→ **INSTRUCTIONS FOR THE TASK**:
Give back the data in full. Leave nothing out.
◆ ◆ ◆ ◆
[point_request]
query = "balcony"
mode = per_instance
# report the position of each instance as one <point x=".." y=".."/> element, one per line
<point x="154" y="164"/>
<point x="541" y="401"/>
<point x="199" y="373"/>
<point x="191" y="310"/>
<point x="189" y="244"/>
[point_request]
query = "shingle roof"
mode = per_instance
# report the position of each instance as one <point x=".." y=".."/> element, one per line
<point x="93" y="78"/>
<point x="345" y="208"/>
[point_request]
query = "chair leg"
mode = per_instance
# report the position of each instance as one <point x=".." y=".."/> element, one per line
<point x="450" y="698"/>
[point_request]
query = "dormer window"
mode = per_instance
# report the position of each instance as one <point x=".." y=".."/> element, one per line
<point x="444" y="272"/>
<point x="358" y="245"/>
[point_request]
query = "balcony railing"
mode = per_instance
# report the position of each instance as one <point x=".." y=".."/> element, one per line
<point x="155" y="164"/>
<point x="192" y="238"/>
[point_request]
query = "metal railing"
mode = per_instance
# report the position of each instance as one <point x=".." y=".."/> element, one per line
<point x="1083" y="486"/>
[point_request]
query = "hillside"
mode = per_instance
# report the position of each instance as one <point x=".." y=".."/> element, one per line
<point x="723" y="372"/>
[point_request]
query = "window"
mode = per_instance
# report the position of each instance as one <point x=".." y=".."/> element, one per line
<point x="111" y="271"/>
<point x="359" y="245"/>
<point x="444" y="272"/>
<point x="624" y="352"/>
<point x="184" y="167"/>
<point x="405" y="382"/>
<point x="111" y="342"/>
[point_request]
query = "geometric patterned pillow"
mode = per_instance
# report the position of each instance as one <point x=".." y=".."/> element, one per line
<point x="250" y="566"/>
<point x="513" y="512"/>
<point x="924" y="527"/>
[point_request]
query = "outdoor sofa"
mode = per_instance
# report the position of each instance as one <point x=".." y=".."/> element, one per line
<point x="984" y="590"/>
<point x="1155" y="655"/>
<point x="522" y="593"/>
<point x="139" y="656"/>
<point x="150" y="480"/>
◆ ◆ ◆ ◆
→ **FINISHED TASK**:
[point_request]
query = "balcony"
mode = per_instance
# report the position of each instance as one <point x=".." y=".."/> element, one per line
<point x="154" y="164"/>
<point x="541" y="401"/>
<point x="199" y="373"/>
<point x="191" y="310"/>
<point x="189" y="244"/>
[point_request]
query = "shingle roof"
mode = per_instance
# report the position of each instance as one <point x=".." y=".."/> element, one per line
<point x="93" y="78"/>
<point x="345" y="208"/>
[point_request]
query = "chair leg"
mode = per_instance
# report the position of each instance as one <point x=".." y=".."/> element, one per line
<point x="450" y="698"/>
[point_request]
query = "dormer window"
mode = per_instance
# report the position of each instance as one <point x=".." y=".."/> element, one per line
<point x="444" y="272"/>
<point x="358" y="245"/>
[point_request]
query = "balcony railing"
mode = per_instance
# report the position of each instance as one <point x=".." y=".."/> element, one per line
<point x="155" y="164"/>
<point x="192" y="238"/>
[point_request]
query = "metal railing"
mode = per_instance
# report the position of each instance as one <point x=".." y=".."/> element, one per line
<point x="1083" y="486"/>
[point_request]
query = "hillside"
mode = per_instance
# report the position of each instance as one <point x=".." y=".."/> element, one per line
<point x="723" y="372"/>
[point_request]
query = "window"
mode = per_instance
# report the position of each instance as one <point x=".." y=".."/> element, one per line
<point x="111" y="271"/>
<point x="359" y="245"/>
<point x="444" y="272"/>
<point x="624" y="352"/>
<point x="184" y="167"/>
<point x="405" y="382"/>
<point x="111" y="342"/>
[point_request]
query = "geometric patterned pillow"
mode = per_instance
# report the position of each instance as one <point x=".." y=".."/> element, one per line
<point x="250" y="566"/>
<point x="513" y="512"/>
<point x="924" y="527"/>
[point_request]
query = "outdoor sofa"
mode = per_instance
# report the position of each instance as one <point x=".." y=".."/> element, one per line
<point x="984" y="590"/>
<point x="1155" y="655"/>
<point x="522" y="593"/>
<point x="139" y="656"/>
<point x="150" y="480"/>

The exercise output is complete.